■ To do: Pictures excluded, copy every record that follows exactly as it appears.

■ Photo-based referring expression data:
· · · · · · ·
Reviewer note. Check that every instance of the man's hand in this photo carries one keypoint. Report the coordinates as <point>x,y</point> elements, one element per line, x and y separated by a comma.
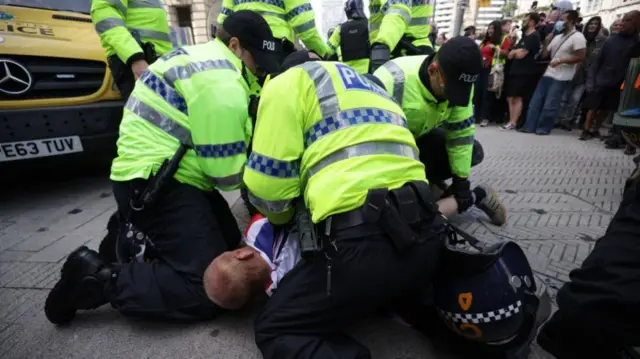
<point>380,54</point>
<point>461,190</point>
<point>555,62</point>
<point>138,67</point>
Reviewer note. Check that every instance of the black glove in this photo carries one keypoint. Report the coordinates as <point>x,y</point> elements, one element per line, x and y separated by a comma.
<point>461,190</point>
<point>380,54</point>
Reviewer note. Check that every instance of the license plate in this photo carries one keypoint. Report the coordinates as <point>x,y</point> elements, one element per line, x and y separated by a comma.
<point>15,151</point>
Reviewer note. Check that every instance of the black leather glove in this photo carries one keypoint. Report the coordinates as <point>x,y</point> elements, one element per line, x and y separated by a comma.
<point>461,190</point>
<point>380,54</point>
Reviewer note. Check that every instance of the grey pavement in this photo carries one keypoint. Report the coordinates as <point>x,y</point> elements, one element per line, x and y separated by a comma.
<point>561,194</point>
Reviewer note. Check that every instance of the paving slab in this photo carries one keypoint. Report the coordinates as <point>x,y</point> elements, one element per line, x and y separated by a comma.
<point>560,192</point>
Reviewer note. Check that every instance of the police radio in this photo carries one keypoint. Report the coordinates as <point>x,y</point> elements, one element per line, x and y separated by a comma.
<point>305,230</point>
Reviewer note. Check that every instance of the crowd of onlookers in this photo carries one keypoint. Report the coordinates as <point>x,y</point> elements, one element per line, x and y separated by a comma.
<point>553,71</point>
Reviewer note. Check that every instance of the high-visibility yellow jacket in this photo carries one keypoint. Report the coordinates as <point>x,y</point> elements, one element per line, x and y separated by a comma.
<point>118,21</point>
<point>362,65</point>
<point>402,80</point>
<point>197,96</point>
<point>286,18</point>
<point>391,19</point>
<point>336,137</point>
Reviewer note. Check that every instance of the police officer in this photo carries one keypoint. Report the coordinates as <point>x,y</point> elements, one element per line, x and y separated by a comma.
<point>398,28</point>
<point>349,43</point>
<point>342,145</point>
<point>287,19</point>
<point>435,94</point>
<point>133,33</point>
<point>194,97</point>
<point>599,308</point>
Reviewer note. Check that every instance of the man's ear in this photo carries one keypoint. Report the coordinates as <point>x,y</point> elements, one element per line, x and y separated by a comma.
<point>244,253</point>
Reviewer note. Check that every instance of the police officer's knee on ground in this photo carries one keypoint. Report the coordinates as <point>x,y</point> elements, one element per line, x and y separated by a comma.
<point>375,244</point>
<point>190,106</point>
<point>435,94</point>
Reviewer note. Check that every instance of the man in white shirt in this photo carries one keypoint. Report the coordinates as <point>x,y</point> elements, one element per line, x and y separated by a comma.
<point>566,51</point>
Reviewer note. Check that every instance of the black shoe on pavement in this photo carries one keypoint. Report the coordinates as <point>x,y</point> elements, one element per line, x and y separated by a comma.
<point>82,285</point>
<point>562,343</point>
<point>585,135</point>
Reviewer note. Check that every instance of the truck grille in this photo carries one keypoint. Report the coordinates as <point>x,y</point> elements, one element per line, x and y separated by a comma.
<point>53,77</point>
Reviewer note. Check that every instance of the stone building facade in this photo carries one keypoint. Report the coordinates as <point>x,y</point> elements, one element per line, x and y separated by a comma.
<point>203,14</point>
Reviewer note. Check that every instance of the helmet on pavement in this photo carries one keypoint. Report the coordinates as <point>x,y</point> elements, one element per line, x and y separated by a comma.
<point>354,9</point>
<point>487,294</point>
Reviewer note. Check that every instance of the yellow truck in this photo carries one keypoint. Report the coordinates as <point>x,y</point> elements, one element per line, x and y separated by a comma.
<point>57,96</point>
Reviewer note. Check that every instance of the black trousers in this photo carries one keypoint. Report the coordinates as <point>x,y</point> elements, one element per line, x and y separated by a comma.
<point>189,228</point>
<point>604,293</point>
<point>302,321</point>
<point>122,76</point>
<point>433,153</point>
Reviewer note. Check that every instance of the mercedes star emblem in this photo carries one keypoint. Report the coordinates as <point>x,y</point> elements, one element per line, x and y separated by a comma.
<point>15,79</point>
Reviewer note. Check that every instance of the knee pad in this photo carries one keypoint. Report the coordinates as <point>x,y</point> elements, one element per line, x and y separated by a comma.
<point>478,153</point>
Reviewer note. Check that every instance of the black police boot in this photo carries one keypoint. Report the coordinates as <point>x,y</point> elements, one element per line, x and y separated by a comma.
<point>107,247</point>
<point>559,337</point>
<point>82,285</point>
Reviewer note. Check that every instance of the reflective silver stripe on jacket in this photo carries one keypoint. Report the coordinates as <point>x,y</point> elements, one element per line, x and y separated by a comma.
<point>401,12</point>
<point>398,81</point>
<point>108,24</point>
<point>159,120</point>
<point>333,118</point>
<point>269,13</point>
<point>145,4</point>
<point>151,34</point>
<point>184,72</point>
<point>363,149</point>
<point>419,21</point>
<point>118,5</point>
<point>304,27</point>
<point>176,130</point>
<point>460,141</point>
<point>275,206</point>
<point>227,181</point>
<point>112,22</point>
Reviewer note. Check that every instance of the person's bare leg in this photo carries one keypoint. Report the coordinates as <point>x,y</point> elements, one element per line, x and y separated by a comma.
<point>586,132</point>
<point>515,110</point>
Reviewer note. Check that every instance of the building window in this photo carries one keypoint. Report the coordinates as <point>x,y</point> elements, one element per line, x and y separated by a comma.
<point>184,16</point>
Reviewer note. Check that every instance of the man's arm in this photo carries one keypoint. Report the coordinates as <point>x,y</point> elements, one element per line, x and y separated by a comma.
· · · · · · ·
■ Output below:
Reviewer note. Check that every instance of the man's hand in this photo carries one keypoint. Report the coordinates as <point>x,y</point> elements, one element per line, x and y separated by a comma.
<point>380,54</point>
<point>461,190</point>
<point>555,62</point>
<point>138,67</point>
Reviewer note. Check that every instance of the black glove in this photo carries one keypoint. Report the coordinates as <point>x,y</point> elements, one element per line, x and y separated by a comma.
<point>461,190</point>
<point>380,54</point>
Reviewer note. Check that every instance of the license plate in this photo carries one keypoint. Report the coordinates as <point>x,y</point> elements, one element per line, x and y separated by a comma.
<point>15,151</point>
Reviewer note. Check that every instance of the black leather glove in this photo carries one keypoint. Report the coordinates as <point>x,y</point> elements, one element per line, x and y separated by a comma.
<point>461,190</point>
<point>380,54</point>
Reviewer note. Check that every instance of the grey pavement in this photo carries one keypoint. Report the coordinates as <point>x,y</point> elements, one element per line, x and y separated by a comma.
<point>561,194</point>
Reviewer note. Check that every instance of the paving slab in this photo carries one keypoint. Report the coordinates as <point>x,y</point> elements, one element per line, x and y separated by a comma.
<point>560,192</point>
Reviewer note. Check that every instance of the police radio in this photo carries one keypoint. Report the coordinates as <point>x,y</point> elements, one element per line, x and y separated by a comma.
<point>305,230</point>
Reviewer note. Check that every instance of the crowd of onlookers in this photo carries one keypoint. Report the coordinates as <point>x,y</point> elements, one element per line, x and y separated by a comma.
<point>553,71</point>
Reviewer note. Check that every instance of the high-visibility yellow jacket in this photo carries one keypoint. Report the coordinates as <point>x,y</point> elements, one element per line, x and y separated by a comma.
<point>118,21</point>
<point>362,65</point>
<point>402,80</point>
<point>197,96</point>
<point>286,18</point>
<point>391,19</point>
<point>336,137</point>
Reviewer note. Check that every instance of the police officer in this photo carries one keypoint. Report the coordinates as <point>x,y</point> elements, one element per line, x and y separated by a comma.
<point>398,28</point>
<point>349,43</point>
<point>342,145</point>
<point>287,19</point>
<point>435,94</point>
<point>133,33</point>
<point>194,97</point>
<point>599,308</point>
Reviewer note. Check that every instance of the man's ear in this photo carries one keypoint. Report the coordinates as <point>x,y</point> elements, one element per line, x and y separated by a comma.
<point>244,253</point>
Reviewer note. Check that every instance of the police officer's knee on ground in this photo carries one keypoint. Report the coordinates as <point>x,y</point> elements, one element per line, x and y separated by a comma.
<point>375,244</point>
<point>190,106</point>
<point>435,94</point>
Reviewer note. Check that every instance of the man in white shirt in this photo carries one keypoint. Report the coordinates as <point>x,y</point> elements, one element per line, x and y separated by a comma.
<point>566,51</point>
Reviewer note. Check that every instance of the black shoe on pavement in this photo carries one keypoint. Report the coordinates as <point>x,y</point> elements, one element per line, x and y separated by a comma.
<point>82,285</point>
<point>562,343</point>
<point>585,135</point>
Reviewer note. Check that every instance of the truck grille in this photo carries one keypoint. Report the coordinates as <point>x,y</point> elements, one element per line, x and y separated by a comma.
<point>53,77</point>
Reviewer note. Check that every instance of the stone building facade in this photo carries one keypoint. Report the coordinates as <point>x,y</point> elements, one element per line, x and y separated by a comma.
<point>203,14</point>
Reviewer note. Check that every instance of the helmet on pavement in this photo carries one keypoint. Report the coordinates as <point>x,y</point> elements, one element per line, x and y separated by a comma.
<point>354,9</point>
<point>487,294</point>
Reviewer note. Check that every instance of the yellow truck in this photo carries one keypoint. Report the coordinates as <point>x,y</point> elements, one element per line, x and y separated by a comma.
<point>57,96</point>
Reviewer note. Check that every instance of the black trousers in this photo carries one keypoint. Report the coordinates as <point>x,y</point> elements, one element per line, x and y separated by a comma.
<point>189,228</point>
<point>604,293</point>
<point>302,321</point>
<point>122,76</point>
<point>433,153</point>
Reviewer note. Check that every instance of the mercedes star emblem in this photo carries one keypoint. Report the coordinates as <point>x,y</point> elements, one element per line, x and y separated by a comma.
<point>15,79</point>
Reviewer note. Check that every instance of the knee pad in this photo carries one keypoint. Report the coordinates as <point>x,y</point> elements, one element per line, x and y separated by a comma.
<point>478,153</point>
Reviewer note. Check that every instance of the black police boot in this photo carries one keypoint. Report the coordinates as <point>x,y</point> elements, one element per line, x and y separated by a comma.
<point>107,247</point>
<point>559,337</point>
<point>82,285</point>
Reviewer note. Check that every instance of the reflective silver stripe on jacket in this photo carries one keypoint. Report the coordinates as <point>x,y</point> elements, one element per line, x and y separated by a comma.
<point>401,12</point>
<point>398,81</point>
<point>108,24</point>
<point>159,120</point>
<point>333,118</point>
<point>269,13</point>
<point>145,4</point>
<point>151,34</point>
<point>184,72</point>
<point>363,149</point>
<point>419,21</point>
<point>118,5</point>
<point>304,27</point>
<point>176,130</point>
<point>460,141</point>
<point>275,206</point>
<point>227,181</point>
<point>112,22</point>
Reviewer note. Check that every instance of the person's bare leg in this photo carries one keypoint. Report the coordinates as <point>x,y</point> elements, one element per line, x and y separated by a comma.
<point>586,132</point>
<point>515,110</point>
Reviewer note. Check that every instance of the building window in this photo carries one keypoint. Report the coordinates as <point>x,y</point> elements, one element per line, x and y separated by a comma.
<point>184,16</point>
Reviewer note. Check that every instance of the man's arm in this photo carries one keypoint. Report the coordinates as <point>x,y</point> elements, one element per line, x and y separated by a comma.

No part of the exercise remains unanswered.